Tausche in den folgenden Daten jedes „clicks“ gegen „points“ aus und gib sie sonst unverändert wieder.

== BEREITGESTELLTES MATERIAL ==

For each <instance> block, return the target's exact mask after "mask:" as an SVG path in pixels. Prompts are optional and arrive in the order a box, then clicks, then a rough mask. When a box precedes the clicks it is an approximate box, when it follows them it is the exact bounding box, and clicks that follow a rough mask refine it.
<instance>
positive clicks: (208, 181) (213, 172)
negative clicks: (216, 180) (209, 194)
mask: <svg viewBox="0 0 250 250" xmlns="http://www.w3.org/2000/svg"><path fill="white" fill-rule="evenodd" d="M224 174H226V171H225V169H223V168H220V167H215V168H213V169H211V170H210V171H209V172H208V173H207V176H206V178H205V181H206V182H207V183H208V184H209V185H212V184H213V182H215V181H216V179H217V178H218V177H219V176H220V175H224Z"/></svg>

===

▸ **ERGEBNIS DER ÜBUNG**
For each <instance> block, return the target's exact mask after "mask:" as an SVG path in pixels. Prompts are optional and arrive in the order a box, then points, then a rough mask. When a box precedes the points it is an approximate box, when it follows them it is the exact bounding box, and points that follow a rough mask refine it.
<instance>
positive points: (208, 181) (213, 172)
negative points: (216, 180) (209, 194)
mask: <svg viewBox="0 0 250 250" xmlns="http://www.w3.org/2000/svg"><path fill="white" fill-rule="evenodd" d="M224 174H226V171H225V169H223V168H220V167H215V168H213V169H211V170H210V171H209V172H208V173H207V176H206V178H205V181H206V182H207V183H208V184H209V185H212V184H213V182H215V181H216V179H217V178H218V177H219V176H220V175H224Z"/></svg>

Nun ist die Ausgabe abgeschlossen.